** AIM OF THE EXERCISE **
Report how many lines in the rows below contain the string "sign". Answer with the number alone.

--

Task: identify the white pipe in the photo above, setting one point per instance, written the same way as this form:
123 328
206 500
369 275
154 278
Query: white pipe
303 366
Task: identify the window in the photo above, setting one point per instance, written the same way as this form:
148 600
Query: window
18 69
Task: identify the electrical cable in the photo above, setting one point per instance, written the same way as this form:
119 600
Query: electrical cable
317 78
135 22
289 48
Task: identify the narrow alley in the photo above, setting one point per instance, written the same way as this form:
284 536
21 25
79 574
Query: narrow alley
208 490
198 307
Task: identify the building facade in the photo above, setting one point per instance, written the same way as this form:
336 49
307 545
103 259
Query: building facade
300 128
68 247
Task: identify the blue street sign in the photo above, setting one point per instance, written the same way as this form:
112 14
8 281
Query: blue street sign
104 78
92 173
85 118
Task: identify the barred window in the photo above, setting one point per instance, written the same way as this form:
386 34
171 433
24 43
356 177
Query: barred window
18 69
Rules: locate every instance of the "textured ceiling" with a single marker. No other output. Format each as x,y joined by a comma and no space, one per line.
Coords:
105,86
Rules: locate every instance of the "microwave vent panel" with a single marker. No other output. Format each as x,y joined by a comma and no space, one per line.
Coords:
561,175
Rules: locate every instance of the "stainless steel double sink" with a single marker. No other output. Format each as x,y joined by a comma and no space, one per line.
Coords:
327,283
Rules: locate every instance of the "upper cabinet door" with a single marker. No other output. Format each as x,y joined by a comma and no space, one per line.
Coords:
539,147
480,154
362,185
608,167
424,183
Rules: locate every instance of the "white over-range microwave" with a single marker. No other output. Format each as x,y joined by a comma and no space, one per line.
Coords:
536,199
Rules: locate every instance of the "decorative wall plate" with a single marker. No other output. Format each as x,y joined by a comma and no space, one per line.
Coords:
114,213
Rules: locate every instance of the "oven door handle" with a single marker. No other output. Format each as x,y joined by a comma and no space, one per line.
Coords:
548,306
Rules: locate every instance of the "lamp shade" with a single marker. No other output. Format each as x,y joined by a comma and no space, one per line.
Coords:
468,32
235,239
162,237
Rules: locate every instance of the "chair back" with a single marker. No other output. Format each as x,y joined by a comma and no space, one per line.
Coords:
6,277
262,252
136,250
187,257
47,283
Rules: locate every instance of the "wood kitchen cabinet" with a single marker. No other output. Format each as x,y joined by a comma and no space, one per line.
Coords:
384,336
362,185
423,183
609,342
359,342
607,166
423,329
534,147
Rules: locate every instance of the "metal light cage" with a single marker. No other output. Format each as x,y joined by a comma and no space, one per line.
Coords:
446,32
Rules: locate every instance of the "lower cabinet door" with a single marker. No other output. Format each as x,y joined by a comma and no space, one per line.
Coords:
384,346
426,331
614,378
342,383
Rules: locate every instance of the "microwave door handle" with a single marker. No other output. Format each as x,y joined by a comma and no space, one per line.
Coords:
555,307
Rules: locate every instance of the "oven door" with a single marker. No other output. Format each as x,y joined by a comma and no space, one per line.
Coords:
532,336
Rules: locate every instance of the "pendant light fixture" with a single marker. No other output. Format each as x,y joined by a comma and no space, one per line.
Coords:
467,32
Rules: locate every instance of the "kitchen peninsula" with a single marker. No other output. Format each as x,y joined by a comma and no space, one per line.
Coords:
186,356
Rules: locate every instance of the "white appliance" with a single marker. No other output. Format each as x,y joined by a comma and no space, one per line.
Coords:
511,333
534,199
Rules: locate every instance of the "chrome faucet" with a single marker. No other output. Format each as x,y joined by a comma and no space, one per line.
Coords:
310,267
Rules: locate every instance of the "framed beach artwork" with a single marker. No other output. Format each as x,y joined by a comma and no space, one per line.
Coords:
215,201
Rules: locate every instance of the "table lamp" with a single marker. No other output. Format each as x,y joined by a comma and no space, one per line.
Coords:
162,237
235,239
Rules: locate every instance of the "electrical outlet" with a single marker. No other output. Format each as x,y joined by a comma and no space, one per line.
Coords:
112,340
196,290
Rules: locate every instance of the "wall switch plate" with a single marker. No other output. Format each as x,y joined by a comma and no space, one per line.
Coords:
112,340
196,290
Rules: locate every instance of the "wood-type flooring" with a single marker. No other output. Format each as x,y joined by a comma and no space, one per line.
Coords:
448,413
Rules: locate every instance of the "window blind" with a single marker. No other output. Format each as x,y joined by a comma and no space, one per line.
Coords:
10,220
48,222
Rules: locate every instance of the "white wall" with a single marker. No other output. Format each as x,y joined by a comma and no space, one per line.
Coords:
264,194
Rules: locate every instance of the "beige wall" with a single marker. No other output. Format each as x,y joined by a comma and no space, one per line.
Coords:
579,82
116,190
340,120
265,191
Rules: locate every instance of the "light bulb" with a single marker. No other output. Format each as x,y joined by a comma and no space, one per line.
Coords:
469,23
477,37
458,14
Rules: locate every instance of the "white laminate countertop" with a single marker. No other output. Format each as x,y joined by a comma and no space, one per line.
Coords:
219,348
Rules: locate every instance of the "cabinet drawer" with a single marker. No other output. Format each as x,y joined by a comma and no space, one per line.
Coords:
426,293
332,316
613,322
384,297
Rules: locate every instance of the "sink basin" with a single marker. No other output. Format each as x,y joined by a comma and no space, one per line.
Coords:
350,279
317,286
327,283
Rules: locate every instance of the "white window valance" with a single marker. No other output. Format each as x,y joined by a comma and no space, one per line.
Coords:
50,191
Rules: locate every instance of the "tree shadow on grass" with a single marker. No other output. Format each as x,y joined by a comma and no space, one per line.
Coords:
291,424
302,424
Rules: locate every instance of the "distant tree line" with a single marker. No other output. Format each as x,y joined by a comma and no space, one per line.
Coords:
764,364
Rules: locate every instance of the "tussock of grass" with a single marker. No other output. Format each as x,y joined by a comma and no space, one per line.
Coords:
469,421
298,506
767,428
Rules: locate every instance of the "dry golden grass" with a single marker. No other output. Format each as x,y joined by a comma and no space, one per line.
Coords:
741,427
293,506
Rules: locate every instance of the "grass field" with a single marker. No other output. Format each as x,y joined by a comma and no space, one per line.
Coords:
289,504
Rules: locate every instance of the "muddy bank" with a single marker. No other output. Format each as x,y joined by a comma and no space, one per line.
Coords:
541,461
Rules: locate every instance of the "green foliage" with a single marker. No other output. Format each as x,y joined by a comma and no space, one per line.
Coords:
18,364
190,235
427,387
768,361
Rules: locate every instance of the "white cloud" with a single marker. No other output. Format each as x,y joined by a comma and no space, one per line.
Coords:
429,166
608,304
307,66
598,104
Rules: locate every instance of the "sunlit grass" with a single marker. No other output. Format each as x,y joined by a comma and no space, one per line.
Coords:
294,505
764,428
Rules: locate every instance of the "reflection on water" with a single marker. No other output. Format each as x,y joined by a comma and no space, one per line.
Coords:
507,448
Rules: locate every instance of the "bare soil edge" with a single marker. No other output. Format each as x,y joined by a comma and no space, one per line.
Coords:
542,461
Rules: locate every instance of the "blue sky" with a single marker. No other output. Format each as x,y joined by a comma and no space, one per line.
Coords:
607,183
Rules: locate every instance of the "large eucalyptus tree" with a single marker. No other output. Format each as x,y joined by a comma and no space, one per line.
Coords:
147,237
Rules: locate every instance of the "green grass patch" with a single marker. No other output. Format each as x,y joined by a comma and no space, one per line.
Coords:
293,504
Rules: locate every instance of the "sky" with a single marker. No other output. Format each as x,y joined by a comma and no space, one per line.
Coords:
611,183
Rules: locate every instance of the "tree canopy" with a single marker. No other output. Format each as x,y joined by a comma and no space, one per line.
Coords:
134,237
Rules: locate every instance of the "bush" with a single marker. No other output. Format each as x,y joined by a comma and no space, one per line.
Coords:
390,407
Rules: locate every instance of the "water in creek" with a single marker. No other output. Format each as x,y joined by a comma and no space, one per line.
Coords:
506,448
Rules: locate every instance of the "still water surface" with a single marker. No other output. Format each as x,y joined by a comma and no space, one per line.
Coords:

--

** THE SOLUTION **
2